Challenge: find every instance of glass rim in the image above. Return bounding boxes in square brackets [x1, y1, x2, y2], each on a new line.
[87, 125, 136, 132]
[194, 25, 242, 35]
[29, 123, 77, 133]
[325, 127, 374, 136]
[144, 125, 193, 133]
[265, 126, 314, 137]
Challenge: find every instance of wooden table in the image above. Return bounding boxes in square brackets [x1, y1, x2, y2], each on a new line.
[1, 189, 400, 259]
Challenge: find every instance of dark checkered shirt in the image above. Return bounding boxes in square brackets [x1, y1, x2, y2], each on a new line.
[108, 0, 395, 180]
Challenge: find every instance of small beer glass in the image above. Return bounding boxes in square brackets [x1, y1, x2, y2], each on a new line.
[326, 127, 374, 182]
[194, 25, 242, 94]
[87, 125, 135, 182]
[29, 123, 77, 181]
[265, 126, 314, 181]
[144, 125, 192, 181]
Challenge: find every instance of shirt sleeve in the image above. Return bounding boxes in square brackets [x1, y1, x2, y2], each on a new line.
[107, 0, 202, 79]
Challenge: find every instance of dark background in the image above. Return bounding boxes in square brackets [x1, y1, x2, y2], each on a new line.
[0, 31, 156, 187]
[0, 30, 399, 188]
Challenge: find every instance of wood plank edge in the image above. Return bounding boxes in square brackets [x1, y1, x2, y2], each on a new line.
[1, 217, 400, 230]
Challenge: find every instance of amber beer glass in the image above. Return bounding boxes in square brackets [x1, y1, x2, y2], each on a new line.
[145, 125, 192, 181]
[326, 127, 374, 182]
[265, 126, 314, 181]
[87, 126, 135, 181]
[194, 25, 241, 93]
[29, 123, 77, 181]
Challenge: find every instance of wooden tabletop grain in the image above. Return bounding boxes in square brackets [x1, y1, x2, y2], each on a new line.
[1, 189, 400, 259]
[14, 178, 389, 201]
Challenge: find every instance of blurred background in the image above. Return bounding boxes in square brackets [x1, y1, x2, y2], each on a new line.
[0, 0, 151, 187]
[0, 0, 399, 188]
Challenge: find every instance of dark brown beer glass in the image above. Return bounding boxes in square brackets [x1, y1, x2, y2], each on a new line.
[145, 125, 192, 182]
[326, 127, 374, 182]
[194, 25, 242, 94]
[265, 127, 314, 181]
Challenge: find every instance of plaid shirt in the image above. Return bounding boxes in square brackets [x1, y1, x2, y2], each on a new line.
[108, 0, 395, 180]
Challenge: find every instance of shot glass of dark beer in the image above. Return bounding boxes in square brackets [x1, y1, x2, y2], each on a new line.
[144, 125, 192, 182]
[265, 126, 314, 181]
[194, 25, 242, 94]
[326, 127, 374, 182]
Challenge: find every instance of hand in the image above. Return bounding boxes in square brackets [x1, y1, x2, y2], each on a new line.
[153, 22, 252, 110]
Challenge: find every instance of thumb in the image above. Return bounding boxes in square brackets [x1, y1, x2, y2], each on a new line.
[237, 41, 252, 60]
^^^^^^^^
▶ What is expected: The reply must consist solely of the lines from the one containing "Challenge: find every instance of dark brown" through the last line in the material above, reproduced exactly.

▶ Result for this exercise:
Challenge: find every instance of dark brown beer glass in the image above. Return bounding boxes in square brackets [x1, y1, x2, y2], each on a new line.
[145, 125, 192, 182]
[326, 127, 374, 182]
[194, 25, 242, 94]
[265, 127, 314, 181]
Challenge: find every instance of plaid shirt in the image above. Return bounding boxes in square brackets [x1, y1, x2, y2], each on a new line.
[108, 0, 395, 180]
Challenge: find every instance of shot glass of dark beer in the image above. Return bounding boxes in square brackets [x1, y1, x2, y2], each on a new line.
[144, 125, 192, 182]
[265, 126, 314, 181]
[194, 25, 242, 94]
[326, 127, 374, 182]
Challenge: find every instance of hand in the image above. Return bounding boxes in square brackets [x1, y1, x2, y2], each on a new line.
[153, 22, 252, 110]
Challenge: find every instance of thumb in the image above. Return bounding boxes in square brackets [x1, y1, x2, y2], each on a new line.
[237, 41, 252, 60]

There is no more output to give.